START Input

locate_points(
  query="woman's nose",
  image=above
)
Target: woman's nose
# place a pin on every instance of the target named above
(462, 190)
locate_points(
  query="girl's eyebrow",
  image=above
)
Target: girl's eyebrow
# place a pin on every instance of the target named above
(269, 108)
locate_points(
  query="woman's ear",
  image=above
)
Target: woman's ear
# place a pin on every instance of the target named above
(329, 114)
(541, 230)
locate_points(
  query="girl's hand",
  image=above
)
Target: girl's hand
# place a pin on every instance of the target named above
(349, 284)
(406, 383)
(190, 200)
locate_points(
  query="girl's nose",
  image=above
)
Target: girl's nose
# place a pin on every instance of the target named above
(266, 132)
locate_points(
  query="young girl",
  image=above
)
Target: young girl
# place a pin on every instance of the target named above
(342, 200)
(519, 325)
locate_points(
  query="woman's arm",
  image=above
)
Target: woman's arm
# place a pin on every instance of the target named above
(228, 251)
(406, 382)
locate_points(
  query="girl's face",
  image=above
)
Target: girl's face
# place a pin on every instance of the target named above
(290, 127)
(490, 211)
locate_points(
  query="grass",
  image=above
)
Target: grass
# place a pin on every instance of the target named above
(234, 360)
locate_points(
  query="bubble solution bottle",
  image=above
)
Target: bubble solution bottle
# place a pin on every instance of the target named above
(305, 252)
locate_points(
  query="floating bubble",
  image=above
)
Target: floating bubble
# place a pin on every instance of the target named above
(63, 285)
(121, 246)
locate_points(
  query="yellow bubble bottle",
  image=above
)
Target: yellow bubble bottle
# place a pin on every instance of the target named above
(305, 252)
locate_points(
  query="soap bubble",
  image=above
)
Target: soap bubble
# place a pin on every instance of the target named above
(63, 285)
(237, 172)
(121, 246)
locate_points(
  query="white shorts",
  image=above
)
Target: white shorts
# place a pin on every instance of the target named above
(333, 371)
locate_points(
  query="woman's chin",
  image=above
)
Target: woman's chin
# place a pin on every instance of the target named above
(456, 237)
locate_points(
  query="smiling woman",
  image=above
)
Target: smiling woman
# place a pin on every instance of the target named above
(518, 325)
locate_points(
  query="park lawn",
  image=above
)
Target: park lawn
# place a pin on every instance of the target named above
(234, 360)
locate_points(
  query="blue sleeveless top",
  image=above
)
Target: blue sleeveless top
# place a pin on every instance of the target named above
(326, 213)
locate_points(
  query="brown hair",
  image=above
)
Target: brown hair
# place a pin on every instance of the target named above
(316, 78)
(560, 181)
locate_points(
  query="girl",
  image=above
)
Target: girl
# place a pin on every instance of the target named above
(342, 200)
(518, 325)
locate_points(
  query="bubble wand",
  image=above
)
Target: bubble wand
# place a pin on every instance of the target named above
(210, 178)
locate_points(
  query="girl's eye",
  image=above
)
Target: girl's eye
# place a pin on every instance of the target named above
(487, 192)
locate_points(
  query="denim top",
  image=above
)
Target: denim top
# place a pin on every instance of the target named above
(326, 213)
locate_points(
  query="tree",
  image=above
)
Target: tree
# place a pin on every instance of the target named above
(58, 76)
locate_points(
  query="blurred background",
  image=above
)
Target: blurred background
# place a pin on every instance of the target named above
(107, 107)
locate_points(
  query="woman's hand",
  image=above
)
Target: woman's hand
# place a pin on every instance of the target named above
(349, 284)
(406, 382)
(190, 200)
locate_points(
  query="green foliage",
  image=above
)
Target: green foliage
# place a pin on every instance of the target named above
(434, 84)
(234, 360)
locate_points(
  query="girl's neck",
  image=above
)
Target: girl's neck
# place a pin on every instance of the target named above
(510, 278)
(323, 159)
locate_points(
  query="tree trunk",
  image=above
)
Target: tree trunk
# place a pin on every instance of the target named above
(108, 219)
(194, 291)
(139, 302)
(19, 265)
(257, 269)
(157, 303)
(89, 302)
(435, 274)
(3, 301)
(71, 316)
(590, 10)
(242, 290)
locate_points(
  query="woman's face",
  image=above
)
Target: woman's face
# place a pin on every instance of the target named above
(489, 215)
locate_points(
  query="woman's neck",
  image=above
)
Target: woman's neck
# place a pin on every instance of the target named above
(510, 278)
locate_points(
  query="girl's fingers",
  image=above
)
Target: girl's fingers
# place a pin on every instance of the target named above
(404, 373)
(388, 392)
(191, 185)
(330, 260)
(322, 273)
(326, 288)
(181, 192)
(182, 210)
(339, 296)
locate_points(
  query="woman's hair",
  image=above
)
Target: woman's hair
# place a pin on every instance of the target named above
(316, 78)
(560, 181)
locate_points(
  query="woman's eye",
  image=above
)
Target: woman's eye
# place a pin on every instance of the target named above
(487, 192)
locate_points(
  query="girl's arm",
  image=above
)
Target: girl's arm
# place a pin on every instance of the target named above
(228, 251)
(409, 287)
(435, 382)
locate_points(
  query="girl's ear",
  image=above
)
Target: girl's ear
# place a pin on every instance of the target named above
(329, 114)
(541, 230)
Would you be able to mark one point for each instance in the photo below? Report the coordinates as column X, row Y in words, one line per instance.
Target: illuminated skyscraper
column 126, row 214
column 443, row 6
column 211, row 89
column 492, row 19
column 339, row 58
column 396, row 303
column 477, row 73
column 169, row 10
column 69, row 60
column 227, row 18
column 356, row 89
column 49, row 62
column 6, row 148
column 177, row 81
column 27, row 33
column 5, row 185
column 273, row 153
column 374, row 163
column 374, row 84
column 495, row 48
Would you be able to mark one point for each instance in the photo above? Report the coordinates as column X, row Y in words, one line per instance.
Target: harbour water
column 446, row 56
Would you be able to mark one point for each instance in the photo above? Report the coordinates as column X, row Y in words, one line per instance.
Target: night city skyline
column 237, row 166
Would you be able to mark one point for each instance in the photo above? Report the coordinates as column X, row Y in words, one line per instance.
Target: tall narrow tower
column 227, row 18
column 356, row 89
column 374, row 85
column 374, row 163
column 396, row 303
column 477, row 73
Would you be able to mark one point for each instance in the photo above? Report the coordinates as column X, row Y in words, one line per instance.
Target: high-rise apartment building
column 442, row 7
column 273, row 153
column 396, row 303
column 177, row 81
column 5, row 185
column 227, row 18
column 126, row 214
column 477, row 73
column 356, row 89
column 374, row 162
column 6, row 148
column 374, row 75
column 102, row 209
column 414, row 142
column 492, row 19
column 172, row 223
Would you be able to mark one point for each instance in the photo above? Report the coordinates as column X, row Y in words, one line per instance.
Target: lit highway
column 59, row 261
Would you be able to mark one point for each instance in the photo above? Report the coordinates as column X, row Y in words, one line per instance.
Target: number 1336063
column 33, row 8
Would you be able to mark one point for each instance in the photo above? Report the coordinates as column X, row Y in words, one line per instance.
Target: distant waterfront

END Input

What is required:
State how many lines in the records contain the string "chin". Give the number with no words around it.

Task result:
2